**Parts of the exercise**.
[a] Translate this sentence from the essay on the Spoon Theory into Spanish: "The 12 spoon model resonated with what I felt like I could do in a day."
[b] Rewrite the stretch of the essay on the Spoon Theory from "But, I only" through "this wasn’t true.", putting "sleep" in place of "nap".
[c] According to the CDC estimate cited in the essay on the Spoon Theory, how many adults in the United States live with a chronic illness?
[Source document Boundary: Start]
But, I only had 12 spoons, and I was confused as to why I still felt so sick all the time. Often, I would skip class to nap or catch up on assignments, but I would always feel guilty; everyone else was making it to class, and missing a lecture to sleep more made me feel lazy. A slacker. I usually couldn’t stay up studying past 9:00 pm, and if I ever wanted to do something fun on the weekend, I would have to plan for sufficient rest time the day before and after. I was already budgeting my spoons, I just didn’t know it, or know how to properly do it. I knew that I had to approach tasks differently due to Lupus, but I thought I was still supposed to be able to do the same things in a day as before. The Spoon Theory helped me understand and gave me the language to explain why this wasn’t true. 

For example, people seem confused by why the suggestion of ‘just working out more’ to help with some symptoms would be so frustrating. Of course, I know working out would help with some of my day-to-day symptoms and add a little boost to help me fend off flares! And, until reading this article, I would feel incredibly weak & fragile for wanting to scream “What?? Are you insane??? I can’t work out on the same day that I have to go to work, or school, or to a doctor’s appointment!”, because– to a healthy person– this sentiment would sound insane! Why can’t you do two common things in one day? Now I can say, “because, I don’t have enough spoons for that!”

The 12 spoon model resonated with what I felt like I could do in a day. If I had a full day of work or school to attend, I wouldn’t have enough energy to go to the gym and shower after also taking care of all the essential activities for every day: eating, dressing, and taking medications. I need to plan how I am going to use my spoons every day to get the things that I both need and want to get done. 

I’m still learning that I can’t do it all. That I need to be accommodating with myself and remember to budget my spoons. That, if I over-exert myself and begin to accrue a “spoon debt”, my symptoms will get worse. That my spoons, each day, will become fewer and fewer as all of these factors are compounded. Chronic & invisible illnesses do not go away; those of us who have them, have to think about our physical and mental limits every day. No matter what lifestyle choices we make or medications that we take, our spoons will still be limited.

The CDC estimates that six in ten adults in the United States live with a chronic illness, and four in ten currently live with two or more. But, as a whole, we still operate as if everyone has unlimited energy and possibilities every single day. So much so that it took an analogy involving silverware to help me feel okay about slowing down and allowing myself to rest. The praising of young kids for perfect attendance, the lack of reasonable accommodations for sick students to telecommute or to not be penalized for missing class more often than their healthy counterparts, the fast-paced academic world, the eight-hour workday, the five day work week, & the absence of proper paid sick leave in most professional settings are all examples of how the basic needs of chronically ill people are overlooked or seen as “extra” by today’s ableist culture. This is why I think The Spoon Theory is so important for everybody to understand. We can’t begin to make spaces such as the workplace or academic settings more accommodating for people with chronic illnesses until we understand what it is like to live with one.
[Source document Boundary: End]
[Data extracts Boundary: Start]
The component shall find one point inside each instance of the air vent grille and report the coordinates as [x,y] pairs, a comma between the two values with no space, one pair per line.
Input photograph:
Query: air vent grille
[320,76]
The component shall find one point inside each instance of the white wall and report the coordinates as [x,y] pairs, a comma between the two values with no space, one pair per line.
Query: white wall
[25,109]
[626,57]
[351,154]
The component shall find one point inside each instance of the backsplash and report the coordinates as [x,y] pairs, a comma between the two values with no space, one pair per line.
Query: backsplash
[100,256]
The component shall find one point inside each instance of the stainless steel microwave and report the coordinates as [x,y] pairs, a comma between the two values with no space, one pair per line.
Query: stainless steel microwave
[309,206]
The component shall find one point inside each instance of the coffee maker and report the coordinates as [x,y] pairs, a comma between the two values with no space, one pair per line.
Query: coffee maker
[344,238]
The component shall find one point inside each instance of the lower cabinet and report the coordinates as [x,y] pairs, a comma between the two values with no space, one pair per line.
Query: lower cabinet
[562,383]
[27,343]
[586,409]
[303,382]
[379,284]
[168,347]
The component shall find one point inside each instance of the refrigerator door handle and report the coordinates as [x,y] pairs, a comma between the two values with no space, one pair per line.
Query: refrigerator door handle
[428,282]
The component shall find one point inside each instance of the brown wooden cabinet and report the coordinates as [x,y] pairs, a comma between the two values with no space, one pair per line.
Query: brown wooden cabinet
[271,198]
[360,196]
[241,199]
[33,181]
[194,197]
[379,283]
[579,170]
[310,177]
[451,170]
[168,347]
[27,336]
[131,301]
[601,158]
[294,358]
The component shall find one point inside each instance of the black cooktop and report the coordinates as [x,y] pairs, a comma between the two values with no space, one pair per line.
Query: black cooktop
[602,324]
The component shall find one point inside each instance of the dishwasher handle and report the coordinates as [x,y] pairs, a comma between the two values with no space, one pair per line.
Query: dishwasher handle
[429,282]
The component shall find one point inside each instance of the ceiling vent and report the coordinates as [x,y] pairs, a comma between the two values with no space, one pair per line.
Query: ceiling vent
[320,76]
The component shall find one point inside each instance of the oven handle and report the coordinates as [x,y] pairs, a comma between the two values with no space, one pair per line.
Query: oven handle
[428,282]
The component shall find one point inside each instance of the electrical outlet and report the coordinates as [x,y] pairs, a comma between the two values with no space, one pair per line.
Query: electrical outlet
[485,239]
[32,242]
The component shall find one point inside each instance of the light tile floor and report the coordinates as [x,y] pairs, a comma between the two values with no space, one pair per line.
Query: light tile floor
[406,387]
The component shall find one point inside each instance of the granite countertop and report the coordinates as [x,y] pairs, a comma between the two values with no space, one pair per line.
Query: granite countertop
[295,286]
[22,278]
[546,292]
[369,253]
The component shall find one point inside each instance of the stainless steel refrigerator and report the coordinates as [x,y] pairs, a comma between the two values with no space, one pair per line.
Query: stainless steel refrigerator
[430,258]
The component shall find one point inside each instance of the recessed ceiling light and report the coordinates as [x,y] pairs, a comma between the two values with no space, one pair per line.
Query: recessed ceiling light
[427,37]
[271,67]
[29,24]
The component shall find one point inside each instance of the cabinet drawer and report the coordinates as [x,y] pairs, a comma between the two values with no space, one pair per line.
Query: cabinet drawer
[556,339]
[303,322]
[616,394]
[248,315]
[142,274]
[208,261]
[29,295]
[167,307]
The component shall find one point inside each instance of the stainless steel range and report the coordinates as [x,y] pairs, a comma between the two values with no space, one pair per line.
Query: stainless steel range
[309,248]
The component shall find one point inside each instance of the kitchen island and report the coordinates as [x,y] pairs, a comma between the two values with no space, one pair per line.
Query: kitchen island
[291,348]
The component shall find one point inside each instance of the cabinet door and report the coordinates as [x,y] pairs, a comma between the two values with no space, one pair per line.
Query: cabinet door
[Data extracts Boundary: End]
**Answers to the problems**.
[a] El modelo de las 12 cucharas coincidía con lo que sentía que podía hacer en un día.

[b]
But, I only had 12 spoons, and I was confused as to why I still felt so sick all the time. Often, I would skip class to sleep or catch up on assignments, but I would always feel guilty; everyone else was making it to class, and missing a lecture to sleep more made me feel lazy. A slacker. I usually couldn’t stay up studying past 9:00 pm, and if I ever wanted to do something fun on the weekend, I would have to plan for sufficient rest time the day before and after. I was already budgeting my spoons, I just didn’t know it, or know how to properly do it. I knew that I had to approach tasks differently due to Lupus, but I thought I was still supposed to be able to do the same things in a day as before. The Spoon Theory helped me understand and gave me the language to explain why this wasn’t true.

[c] Six in ten adults.